[Natural language region descriptions]
=== Section Start ===
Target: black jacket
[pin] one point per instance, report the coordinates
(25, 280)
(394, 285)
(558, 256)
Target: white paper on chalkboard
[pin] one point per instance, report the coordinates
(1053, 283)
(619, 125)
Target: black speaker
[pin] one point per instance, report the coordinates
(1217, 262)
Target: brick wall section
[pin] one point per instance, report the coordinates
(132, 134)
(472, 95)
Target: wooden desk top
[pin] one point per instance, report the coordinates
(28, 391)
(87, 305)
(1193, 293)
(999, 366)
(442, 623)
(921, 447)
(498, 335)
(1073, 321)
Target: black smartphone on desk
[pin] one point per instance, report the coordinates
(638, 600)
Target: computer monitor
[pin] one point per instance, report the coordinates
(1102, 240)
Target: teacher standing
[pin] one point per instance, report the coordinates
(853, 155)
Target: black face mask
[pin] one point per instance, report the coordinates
=== Section End ===
A word-for-word transcription of all the data is needed.

Target: black jacket
[pin] one point per instance, report the coordinates
(25, 280)
(394, 285)
(558, 256)
Target: white paper on chalkboard
[pin] one point per instance, report the coordinates
(1053, 283)
(619, 125)
Target: black speaker
[pin] one point per instance, report the coordinates
(1217, 262)
Target: brick wall section
[pin] one point per instance, report the coordinates
(132, 134)
(472, 95)
Target: wooden desk top
[pin] one point per instance, report the coordinates
(28, 391)
(87, 305)
(1193, 293)
(999, 366)
(442, 623)
(921, 447)
(498, 335)
(1073, 321)
Target: black smartphone on desk
[pin] one point per instance, report the coordinates
(638, 600)
Target: computer monitor
[pin] one point per instance, report the coordinates
(1102, 240)
Target: teacher standing
[pin] one point per instance, report the coordinates
(853, 155)
Target: black face mask
[pin] one point per instance, report the coordinates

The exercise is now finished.